§ **Work request**:
Set each entry down exactly as written.

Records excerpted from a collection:
....

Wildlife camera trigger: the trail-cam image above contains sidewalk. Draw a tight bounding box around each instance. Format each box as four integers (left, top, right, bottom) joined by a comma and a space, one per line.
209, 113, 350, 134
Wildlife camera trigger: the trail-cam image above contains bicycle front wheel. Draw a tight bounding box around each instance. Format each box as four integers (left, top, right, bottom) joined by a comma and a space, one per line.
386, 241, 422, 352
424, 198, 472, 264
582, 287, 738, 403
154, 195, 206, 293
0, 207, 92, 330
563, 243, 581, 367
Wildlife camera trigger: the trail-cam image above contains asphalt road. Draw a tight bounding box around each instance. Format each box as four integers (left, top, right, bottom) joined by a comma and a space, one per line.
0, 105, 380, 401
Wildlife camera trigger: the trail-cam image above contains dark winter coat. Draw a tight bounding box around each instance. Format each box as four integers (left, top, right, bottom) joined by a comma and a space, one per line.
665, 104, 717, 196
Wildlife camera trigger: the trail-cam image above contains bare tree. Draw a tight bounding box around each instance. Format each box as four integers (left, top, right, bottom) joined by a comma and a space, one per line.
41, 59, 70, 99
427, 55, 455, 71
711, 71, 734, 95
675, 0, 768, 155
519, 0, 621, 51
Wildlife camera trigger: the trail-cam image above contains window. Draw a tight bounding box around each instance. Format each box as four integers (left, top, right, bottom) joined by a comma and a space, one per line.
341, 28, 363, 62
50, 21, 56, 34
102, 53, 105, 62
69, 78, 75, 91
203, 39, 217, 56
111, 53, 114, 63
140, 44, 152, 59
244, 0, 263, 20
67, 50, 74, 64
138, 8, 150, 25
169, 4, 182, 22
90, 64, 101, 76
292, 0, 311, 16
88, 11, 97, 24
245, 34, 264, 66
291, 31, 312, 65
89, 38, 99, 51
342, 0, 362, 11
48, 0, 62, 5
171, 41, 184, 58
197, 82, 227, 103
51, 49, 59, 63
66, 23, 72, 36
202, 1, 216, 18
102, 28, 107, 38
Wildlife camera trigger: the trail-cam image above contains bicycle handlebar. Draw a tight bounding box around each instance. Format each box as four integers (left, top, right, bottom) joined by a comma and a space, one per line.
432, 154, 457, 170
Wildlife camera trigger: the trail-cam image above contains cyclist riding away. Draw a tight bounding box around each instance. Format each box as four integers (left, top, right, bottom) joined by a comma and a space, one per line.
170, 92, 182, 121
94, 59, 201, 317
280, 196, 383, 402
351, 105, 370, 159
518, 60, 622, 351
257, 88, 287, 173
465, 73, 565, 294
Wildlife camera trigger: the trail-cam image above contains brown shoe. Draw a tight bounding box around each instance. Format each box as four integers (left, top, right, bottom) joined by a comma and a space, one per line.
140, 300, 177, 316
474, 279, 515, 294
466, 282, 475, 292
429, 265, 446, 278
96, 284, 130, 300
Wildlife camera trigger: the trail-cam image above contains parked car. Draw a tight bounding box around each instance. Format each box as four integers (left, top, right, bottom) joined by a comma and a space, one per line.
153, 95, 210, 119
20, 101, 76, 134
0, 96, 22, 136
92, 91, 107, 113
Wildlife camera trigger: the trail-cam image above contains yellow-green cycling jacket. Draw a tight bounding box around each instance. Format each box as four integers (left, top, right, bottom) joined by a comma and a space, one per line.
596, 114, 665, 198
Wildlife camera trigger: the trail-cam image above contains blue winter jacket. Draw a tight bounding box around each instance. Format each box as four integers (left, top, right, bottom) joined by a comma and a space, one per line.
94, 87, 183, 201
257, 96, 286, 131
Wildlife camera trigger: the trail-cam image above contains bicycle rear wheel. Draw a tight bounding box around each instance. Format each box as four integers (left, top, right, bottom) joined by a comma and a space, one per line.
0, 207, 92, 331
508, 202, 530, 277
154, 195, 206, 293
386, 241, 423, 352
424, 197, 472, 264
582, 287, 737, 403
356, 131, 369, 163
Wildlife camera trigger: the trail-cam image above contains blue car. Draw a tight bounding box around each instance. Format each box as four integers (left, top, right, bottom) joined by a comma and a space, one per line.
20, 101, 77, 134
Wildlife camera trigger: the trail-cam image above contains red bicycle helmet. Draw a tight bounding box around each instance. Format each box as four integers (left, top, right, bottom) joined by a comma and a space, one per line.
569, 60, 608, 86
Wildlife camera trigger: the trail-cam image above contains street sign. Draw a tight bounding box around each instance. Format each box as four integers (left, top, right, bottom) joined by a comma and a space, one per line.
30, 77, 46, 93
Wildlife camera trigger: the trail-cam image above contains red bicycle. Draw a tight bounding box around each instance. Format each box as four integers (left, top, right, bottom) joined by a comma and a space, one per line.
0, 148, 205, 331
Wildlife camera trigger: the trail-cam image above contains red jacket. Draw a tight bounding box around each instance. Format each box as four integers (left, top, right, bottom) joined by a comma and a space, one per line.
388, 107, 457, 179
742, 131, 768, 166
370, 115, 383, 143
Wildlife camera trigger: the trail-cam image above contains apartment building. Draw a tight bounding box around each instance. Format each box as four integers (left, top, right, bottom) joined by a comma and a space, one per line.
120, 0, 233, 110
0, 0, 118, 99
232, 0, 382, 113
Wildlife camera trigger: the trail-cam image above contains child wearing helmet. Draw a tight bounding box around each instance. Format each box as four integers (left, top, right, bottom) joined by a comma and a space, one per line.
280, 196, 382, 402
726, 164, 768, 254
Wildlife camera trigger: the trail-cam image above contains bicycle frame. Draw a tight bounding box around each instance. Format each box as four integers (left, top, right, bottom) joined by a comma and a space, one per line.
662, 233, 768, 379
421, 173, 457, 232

....

§ **Task result**:
Wildlife camera trigger: the trail-cam image above contains sidewalk. Draw a tight bounding box around each instance. Format each box as four integers (left, top, right, bottom) joined by a comma and a space, one per line.
209, 113, 350, 134
Wildlife camera trigger: the trail-cam image above contains bicycle front wheel. Draw a tight bounding box around each instance. Format each box as four integers (left, top, right, bottom) joined by a comma and a space, one per line.
386, 241, 422, 352
424, 198, 472, 264
582, 287, 738, 403
154, 195, 206, 293
0, 207, 92, 330
563, 243, 581, 367
Wildlife camera trigger: the trail-cam image above contains asphalt road. Draw a tight bounding box around each instance. Format each box as four integers (left, top, right, bottom) joined by a comma and a space, one per line.
0, 105, 380, 401
Wildlife camera trigger: the trail-cam image above contains dark winter coat. Draw a tight bounding box around each instance. Format each box as four integers (left, top, right, bottom) joined by a comma and a space, one per line.
665, 104, 717, 196
Wildlife camera trigger: the trail-cam image above contains bare tree. Draw a tight bounding box around each instance. Format each box as four integers (left, top, right, bottom) joined by a comma and a space, one per line.
41, 59, 70, 99
427, 55, 455, 71
711, 71, 734, 95
675, 0, 768, 155
519, 0, 621, 51
Wildlife camera trigger: the trail-cam image above contains window. Draw a tight bounding box around each instance. Format each box as four integers (left, top, right, bottom) joined by a comma and a space, one per line.
341, 28, 363, 62
50, 21, 56, 34
102, 53, 105, 62
69, 78, 75, 91
203, 39, 217, 56
111, 53, 114, 63
140, 44, 152, 59
244, 0, 263, 20
67, 50, 74, 64
138, 8, 150, 25
169, 4, 182, 22
90, 64, 101, 76
292, 0, 311, 16
88, 11, 97, 24
245, 34, 264, 66
291, 31, 312, 65
89, 38, 99, 51
342, 0, 362, 11
48, 0, 62, 5
171, 41, 184, 58
197, 82, 227, 103
51, 49, 59, 63
66, 23, 72, 36
202, 1, 216, 18
102, 28, 107, 38
Wildlife camera trigger: the trail-cam image above contains bicycle handlebar. Draw a tight bounding box around each instance. Format each box as four integers (left, top, right, bottom) joined by a comma and a space, one per line.
432, 154, 457, 170
Wildlife camera trigger: the trail-cam image above contains cyclist riding away. Draw a tight bounding box around each instance. Format each box as four integers (left, top, right, bottom) joined by a comma and a space, one per line.
170, 92, 182, 121
94, 59, 201, 317
280, 196, 383, 402
351, 105, 370, 159
518, 60, 622, 351
257, 88, 287, 173
465, 73, 565, 294
Wildlife camera trigger: the trail-cam image above contains brown shoe. Draw a tight bounding box around each instance. Format each box as four integers (left, top, right, bottom) joined by a comma and a space, one per line.
140, 300, 177, 316
474, 279, 515, 294
466, 282, 475, 292
429, 265, 446, 278
96, 284, 130, 300
Wildlife camera trigger: the trail-cam image above contains parked car. Draw a tight bounding box around each instance. Format each box as four integers (left, top, right, bottom) joined by a comma and a space, one per line.
153, 95, 210, 119
20, 101, 76, 134
0, 96, 22, 136
92, 91, 107, 113
Wildlife camera trigger: the trail-cam image above contains yellow-green cycling jacket. Draw a tight bounding box around each instance. Format each box as four integers (left, top, right, bottom) joined by a comma and a space, one per line.
596, 114, 665, 198
Wildlife camera trigger: the trail-cam image above contains blue winter jacket. Draw a tight bounding box around each instance. Format each box as four integers (left, top, right, bottom) joined by a comma and a space, one per line.
94, 87, 183, 201
257, 96, 286, 131
Wildlife camera trigger: the trail-cam image above contains bicycle rear wheel. Draw a tight bounding box around each instance. Format each box as four integers (left, top, right, bottom) joined by a comma and a space, one per line.
0, 207, 92, 331
508, 202, 530, 277
154, 195, 206, 293
386, 241, 423, 352
424, 197, 472, 264
582, 287, 737, 403
356, 131, 369, 163
Wildlife camera trigger: the trail-cam image above contains blue car. Draw a tight bounding box around each instance. Format each box as four integers (left, top, right, bottom) joined by a comma and a space, one per line.
20, 101, 77, 134
Wildlife camera trigger: the trail-cam image above contains red bicycle helmet. Draw a tight bounding box around each instance. Format each box as four integers (left, top, right, bottom) joined by a comma and a space, one per line.
569, 60, 608, 86
Wildlife camera trigger: the trail-cam image above contains street sign. Draw a tight bounding box around each instance. Format each box as four integers (left, top, right, bottom) joined by a comma and a space, one per line.
30, 77, 46, 93
Wildlife camera trigger: the trail-cam image above contains red bicycle. Draw a tight bounding box around each instance. Format each box as four integers (left, top, right, bottom) joined by a comma and a space, one per line.
0, 148, 205, 331
Wildlife camera trigger: the trail-cam image above contains red jacket. Draw a tight bounding box around each instance. Format each box as four integers (left, top, right, bottom) joined by a comma and a space, one per line.
388, 107, 457, 179
742, 131, 768, 166
370, 115, 383, 143
Wildlife camera trigger: the trail-cam image above contains apartment building. Draw a tight bounding box around each instance. Format each box as four integers (left, top, right, bottom) joined by a comma and a space, one per line.
120, 0, 233, 110
0, 0, 118, 99
232, 0, 382, 113
Wildlife camera trigger: the trail-cam image above contains child wearing helmet. Draw a tight bounding box around each instance. Format each box as four integers (left, top, right, bottom) joined by a comma and a space, one per line.
280, 196, 382, 402
726, 164, 768, 254
Wildlife camera trigger: the trail-cam image above contains bicycle frame. Draw a tight bounding box around each instance. Format each box as four integers (left, top, right, bottom) joined by a comma and a space, one per line.
662, 233, 768, 379
421, 173, 457, 232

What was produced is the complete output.